Repeat every one of the records below word for word, leaving the pictures out of your answer.

[START OF Task inputs]

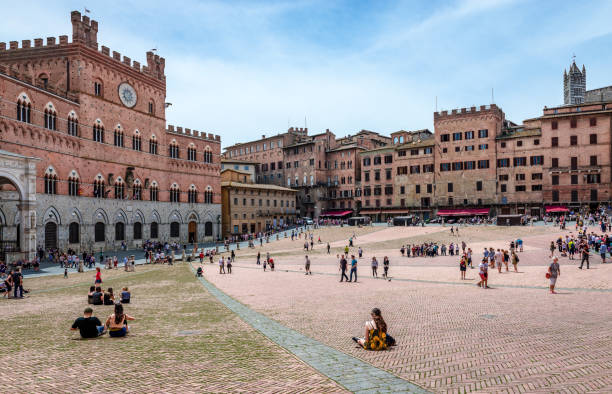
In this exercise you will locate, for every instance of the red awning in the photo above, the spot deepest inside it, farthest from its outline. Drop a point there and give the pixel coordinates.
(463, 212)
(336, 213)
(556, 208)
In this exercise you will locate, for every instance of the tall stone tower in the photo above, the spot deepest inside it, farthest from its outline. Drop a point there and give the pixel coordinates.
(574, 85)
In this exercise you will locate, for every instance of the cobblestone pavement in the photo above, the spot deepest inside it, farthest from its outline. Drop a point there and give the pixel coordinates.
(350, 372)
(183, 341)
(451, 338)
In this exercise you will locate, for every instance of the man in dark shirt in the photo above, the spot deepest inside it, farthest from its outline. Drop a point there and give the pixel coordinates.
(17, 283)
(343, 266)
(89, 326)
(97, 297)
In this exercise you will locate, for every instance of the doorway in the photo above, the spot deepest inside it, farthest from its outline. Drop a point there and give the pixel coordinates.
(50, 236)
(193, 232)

[END OF Task inputs]

**Output for this exercise:**
In this exercise you will locate, for every instance of the red awning in the photo above, the spot deepest inside it, farthest from its outline. Drop a point there and give the pixel coordinates.
(463, 212)
(336, 213)
(556, 208)
In this exercise you will locate, for every instance of the tall stone tower in the photo above, the spot deepest inside it, farthest from its outline. Drop a point there and give the pixel coordinates.
(574, 85)
In this exercise you will locate, for every instance of the cobblestone pavement in the photo above, the spot deepest inside it, farthest from its outline. Drop a point there and give the pixel coordinates.
(350, 372)
(183, 341)
(451, 338)
In this exercise you will locate, for every instance of the man in dark shirt in the photo above, the spot deepest inside it, farthest from its outline. Drop a point there and give the pixel coordinates.
(17, 283)
(343, 266)
(89, 326)
(97, 297)
In this exercise you will locate, for every instance of the doorway in the photo above, the spot deepest inside it, farthest from its outline. Drop a point there and give the pixel coordinates.
(50, 236)
(193, 232)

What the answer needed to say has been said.